▸ GIVEN PASSAGE:

++++++++

# Lighting Kit



## HurtinMinorKey (May 14, 2012)

I'm looking to upgrade my lighting for video for shooting with my 5D. I currently use 3-500watt tungsten lights. Anyone with any bright(apologies for the pun) ideas?

Looking to spend between $1000-2000(US)


----------



## DB (May 14, 2012)

I have 2 umbrella light stands with twin x 625 Watt 5500K bulbs in each and I found that even shooting with both I was restricted to f2.8 to f4 still, so I picked up 3 x 800 Watt 'Red-Heads' with barn doors as well, on eBay for a few hundred bucks, then I purchased some dichroic filters for them (sort of blue/yellow glass filters that cost $28 each) to convert them from 3200k to 5500k. They really make a big difference, plus they come in their own carry-case. The bulbs are not cheap though, but I got half a dozen more (as spares) on-line for another 80 dollars. You don't have to spend a lot on lighting kits. For a thousand bucks you could get half a dozen Red-heads, that are lightweight, portable and most important; they're easily adjustable and the barn doors are great for lighting backgrounds etc. Now I just use the umbrella lights close-in to the subject and use the others for boosting the ambient light.

++++++++

▸ MATERIAL SUPPLIED:
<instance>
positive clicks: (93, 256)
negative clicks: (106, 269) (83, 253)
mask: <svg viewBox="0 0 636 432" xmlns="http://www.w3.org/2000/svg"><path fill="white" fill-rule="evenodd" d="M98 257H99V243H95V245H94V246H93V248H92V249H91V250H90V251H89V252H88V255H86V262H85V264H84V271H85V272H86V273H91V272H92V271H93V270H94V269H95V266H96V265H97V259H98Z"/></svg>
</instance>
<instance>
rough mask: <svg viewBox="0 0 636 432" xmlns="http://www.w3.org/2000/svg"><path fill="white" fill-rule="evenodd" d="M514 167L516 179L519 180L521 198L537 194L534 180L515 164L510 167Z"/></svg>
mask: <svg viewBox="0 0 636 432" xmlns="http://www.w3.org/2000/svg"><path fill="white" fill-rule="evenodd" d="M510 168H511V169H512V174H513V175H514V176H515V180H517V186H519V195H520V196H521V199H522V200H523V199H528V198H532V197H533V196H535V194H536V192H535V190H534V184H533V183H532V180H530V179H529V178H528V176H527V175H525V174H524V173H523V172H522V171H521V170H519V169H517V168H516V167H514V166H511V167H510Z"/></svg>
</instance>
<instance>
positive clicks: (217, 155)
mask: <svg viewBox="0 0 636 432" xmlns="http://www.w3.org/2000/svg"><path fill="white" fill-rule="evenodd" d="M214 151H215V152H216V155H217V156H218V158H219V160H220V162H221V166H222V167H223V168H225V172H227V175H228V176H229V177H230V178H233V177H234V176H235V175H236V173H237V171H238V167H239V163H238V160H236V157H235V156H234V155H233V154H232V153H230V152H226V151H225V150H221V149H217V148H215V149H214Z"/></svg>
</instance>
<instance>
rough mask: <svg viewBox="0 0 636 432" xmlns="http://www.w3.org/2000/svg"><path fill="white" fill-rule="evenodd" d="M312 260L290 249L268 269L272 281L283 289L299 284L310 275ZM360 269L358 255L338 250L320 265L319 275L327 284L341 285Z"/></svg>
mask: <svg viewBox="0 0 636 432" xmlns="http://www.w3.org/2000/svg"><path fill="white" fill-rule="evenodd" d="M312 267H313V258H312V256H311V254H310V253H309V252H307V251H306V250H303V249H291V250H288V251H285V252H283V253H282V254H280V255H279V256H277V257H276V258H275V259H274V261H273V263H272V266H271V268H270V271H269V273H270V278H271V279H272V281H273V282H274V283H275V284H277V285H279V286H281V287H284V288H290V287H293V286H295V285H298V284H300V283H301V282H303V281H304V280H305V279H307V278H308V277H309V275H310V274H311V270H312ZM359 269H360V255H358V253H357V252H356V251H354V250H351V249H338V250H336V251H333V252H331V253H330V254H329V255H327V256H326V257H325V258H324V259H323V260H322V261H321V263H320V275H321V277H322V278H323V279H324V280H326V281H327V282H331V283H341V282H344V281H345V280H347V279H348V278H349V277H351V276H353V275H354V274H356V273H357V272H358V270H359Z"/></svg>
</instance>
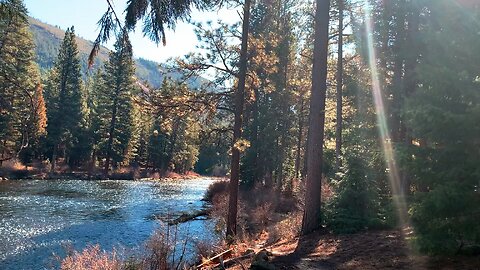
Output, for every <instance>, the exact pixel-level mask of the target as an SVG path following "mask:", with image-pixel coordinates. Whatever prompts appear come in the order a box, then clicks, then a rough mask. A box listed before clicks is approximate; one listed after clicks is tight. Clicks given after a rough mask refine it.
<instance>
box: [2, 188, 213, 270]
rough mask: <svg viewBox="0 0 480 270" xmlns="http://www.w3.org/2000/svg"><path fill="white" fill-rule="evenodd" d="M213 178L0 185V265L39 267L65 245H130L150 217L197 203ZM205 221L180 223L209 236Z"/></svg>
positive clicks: (63, 249) (138, 244)
mask: <svg viewBox="0 0 480 270" xmlns="http://www.w3.org/2000/svg"><path fill="white" fill-rule="evenodd" d="M213 181H214V180H212V179H209V178H202V179H197V180H181V181H172V182H149V181H111V180H102V181H81V180H69V181H65V180H63V181H46V180H41V181H39V180H28V181H9V182H1V183H0V269H44V268H48V267H50V265H51V263H52V260H53V259H52V255H53V254H54V253H55V254H58V255H60V256H63V255H64V254H65V247H66V246H68V245H71V246H73V247H74V248H75V249H83V248H84V247H85V246H87V245H89V244H96V243H98V244H100V245H101V247H102V248H103V249H105V250H111V249H113V248H114V247H125V248H135V247H136V246H139V245H142V244H143V243H144V241H145V240H147V239H148V237H149V236H150V235H151V233H152V232H153V230H154V229H155V228H156V227H158V222H157V221H156V220H155V219H154V218H152V217H154V216H159V217H162V216H175V215H179V214H181V212H184V211H193V210H197V209H200V208H201V207H202V206H203V202H201V198H202V197H203V194H204V192H205V190H206V188H207V187H208V185H209V184H210V183H212V182H213ZM209 222H210V221H193V222H190V224H187V225H182V226H181V228H182V229H183V230H186V228H188V230H189V234H190V235H195V236H196V237H200V238H206V239H209V238H212V237H214V235H213V234H212V233H211V232H210V231H209V230H208V228H207V226H210V224H209Z"/></svg>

++++++++

▸ BRIEF:
From the lighting kit thread, list every wattage figure given for a light or bulb, and say what each one describes.

▸ TASK ANSWER:
- 500 watts: each of the three tungsten lights HurtinMinorKey currently uses
- 625 watts: each of the twin 5500K bulbs in DB's two umbrella light stands
- 800 watts: each of the three "Red-Heads" with barn doors that DB bought on eBay